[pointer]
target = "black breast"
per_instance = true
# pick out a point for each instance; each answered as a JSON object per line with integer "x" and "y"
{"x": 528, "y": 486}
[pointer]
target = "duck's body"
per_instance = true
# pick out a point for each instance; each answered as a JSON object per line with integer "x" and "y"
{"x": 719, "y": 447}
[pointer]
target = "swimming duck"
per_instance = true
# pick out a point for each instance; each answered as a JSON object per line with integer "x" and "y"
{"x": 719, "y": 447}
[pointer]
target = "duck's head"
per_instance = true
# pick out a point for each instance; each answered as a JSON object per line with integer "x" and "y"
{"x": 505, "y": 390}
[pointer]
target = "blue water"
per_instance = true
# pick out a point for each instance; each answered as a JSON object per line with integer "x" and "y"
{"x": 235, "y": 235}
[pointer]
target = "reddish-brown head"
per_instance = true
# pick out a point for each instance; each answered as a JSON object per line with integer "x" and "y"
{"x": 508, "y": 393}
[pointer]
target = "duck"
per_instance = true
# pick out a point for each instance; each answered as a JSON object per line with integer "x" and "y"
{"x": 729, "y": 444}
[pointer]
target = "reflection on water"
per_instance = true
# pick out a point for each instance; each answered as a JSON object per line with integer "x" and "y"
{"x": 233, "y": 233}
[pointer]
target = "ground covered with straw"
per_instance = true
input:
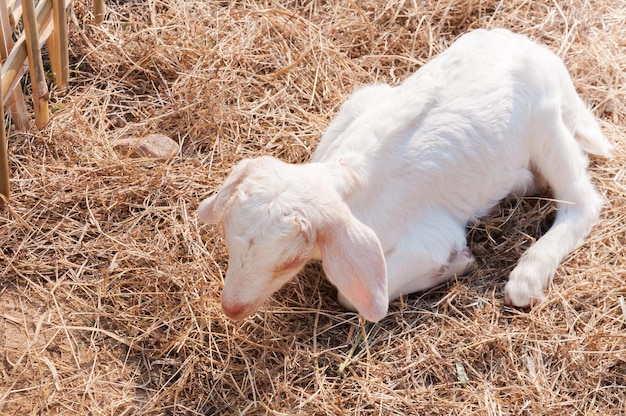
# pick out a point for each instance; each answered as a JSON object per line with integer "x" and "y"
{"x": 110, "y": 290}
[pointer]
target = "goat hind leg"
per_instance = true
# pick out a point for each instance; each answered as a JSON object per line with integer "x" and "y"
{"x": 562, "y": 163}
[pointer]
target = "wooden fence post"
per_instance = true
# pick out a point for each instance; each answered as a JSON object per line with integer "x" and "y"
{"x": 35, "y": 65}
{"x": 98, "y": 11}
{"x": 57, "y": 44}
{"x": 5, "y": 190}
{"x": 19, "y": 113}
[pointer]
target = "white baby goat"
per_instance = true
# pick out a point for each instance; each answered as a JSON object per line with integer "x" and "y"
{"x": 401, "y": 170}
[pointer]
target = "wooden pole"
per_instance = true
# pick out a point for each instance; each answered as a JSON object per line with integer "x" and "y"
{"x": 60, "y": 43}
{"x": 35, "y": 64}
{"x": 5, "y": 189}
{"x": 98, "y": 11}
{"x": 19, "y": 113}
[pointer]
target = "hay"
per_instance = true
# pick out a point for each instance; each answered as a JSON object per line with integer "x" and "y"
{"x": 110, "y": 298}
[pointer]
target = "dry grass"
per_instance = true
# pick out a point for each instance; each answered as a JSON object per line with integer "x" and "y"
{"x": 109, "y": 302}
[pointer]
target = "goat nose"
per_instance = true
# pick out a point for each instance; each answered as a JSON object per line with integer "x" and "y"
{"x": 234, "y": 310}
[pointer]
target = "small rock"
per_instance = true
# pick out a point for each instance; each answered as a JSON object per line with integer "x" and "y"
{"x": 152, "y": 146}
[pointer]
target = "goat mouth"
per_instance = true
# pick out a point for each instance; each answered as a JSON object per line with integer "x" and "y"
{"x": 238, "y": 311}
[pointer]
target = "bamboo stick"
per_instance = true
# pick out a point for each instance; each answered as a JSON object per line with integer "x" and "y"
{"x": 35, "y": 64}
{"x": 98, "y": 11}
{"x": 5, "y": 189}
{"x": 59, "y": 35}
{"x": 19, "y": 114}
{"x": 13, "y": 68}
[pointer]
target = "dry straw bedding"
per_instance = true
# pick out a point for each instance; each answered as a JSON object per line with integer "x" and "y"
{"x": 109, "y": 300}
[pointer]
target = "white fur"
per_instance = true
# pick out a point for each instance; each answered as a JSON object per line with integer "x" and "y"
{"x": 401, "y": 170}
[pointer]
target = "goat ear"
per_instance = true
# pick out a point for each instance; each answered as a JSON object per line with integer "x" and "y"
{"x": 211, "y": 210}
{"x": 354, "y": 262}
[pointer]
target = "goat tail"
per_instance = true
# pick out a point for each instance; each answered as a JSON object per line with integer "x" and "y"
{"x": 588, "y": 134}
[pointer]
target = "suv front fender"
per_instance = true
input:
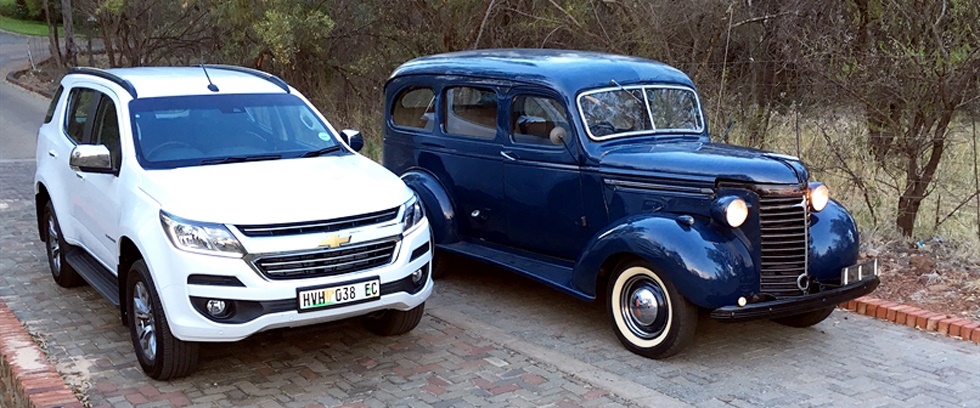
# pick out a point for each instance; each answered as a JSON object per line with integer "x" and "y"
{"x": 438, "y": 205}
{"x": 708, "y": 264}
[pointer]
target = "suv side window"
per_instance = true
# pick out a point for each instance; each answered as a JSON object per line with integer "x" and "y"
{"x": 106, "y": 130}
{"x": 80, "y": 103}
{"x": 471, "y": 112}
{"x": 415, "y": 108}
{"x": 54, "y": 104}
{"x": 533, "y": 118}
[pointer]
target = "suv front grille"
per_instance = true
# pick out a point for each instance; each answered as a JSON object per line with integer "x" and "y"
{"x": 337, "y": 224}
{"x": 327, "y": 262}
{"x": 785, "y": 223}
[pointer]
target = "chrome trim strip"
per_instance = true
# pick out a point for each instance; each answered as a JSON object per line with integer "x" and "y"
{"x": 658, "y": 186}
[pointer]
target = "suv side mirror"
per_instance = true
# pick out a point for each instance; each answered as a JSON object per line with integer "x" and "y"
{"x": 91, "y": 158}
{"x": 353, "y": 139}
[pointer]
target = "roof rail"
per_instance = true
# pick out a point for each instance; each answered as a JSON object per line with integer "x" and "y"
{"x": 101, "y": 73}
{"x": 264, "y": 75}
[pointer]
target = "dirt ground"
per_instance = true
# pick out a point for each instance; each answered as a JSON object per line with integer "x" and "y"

···

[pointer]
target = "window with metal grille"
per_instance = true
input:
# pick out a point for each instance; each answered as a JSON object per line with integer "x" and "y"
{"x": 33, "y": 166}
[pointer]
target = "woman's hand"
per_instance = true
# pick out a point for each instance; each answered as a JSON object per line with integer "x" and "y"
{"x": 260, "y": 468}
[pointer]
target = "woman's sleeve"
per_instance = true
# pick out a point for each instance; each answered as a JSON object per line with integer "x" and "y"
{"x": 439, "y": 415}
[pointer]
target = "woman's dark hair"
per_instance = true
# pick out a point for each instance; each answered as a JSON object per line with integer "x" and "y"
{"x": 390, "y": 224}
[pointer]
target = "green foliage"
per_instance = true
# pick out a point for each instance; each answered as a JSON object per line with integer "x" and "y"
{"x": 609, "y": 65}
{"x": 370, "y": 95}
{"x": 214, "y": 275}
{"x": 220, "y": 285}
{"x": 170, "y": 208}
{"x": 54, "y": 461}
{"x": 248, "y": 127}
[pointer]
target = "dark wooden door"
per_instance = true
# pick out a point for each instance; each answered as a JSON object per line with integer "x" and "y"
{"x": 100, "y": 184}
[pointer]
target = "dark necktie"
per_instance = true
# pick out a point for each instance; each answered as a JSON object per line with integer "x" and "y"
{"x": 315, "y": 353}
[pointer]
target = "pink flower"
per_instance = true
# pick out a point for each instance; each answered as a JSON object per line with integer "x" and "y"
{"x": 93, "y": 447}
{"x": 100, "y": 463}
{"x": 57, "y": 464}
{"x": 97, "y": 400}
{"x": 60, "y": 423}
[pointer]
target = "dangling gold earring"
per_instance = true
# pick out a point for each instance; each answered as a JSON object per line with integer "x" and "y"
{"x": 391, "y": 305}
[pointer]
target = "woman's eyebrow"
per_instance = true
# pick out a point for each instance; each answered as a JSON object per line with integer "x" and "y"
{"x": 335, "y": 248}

···

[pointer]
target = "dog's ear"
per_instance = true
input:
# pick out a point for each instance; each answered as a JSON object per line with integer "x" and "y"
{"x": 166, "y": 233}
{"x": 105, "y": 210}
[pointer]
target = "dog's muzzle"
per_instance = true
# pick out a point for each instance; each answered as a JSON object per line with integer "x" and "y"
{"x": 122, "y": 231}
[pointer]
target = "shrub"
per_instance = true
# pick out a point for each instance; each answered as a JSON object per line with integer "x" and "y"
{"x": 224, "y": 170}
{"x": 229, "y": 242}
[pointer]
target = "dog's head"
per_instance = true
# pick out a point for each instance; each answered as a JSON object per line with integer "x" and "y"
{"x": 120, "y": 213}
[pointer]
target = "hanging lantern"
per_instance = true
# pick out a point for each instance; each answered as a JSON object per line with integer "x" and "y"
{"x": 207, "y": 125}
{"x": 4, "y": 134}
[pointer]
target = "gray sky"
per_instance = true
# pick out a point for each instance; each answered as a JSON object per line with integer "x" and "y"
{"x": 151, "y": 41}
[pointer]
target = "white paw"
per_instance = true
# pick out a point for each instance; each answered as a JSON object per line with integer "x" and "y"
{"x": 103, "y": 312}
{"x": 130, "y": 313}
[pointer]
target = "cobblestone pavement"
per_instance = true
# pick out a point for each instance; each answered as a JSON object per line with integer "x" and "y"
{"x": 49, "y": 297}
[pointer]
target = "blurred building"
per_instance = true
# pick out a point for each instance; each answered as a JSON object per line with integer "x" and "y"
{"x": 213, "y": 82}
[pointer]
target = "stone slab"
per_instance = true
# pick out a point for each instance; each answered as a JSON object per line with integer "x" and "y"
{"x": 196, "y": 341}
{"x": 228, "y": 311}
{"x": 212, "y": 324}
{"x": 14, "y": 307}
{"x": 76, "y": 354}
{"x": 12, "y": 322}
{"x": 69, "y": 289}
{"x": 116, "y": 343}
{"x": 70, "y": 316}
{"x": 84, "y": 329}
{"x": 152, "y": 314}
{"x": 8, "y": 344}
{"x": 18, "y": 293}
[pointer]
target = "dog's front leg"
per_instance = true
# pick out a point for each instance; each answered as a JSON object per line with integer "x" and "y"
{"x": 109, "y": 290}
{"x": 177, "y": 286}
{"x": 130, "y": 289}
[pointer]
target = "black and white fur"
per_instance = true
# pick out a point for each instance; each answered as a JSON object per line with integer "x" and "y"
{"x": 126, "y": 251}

···

- EXERCISE REQUIREMENTS
Please pull out every line above that contains the string "grille", matching case exactly.

- SOLVED PROBLEM
target = "suv front grille"
target = "window with metal grille"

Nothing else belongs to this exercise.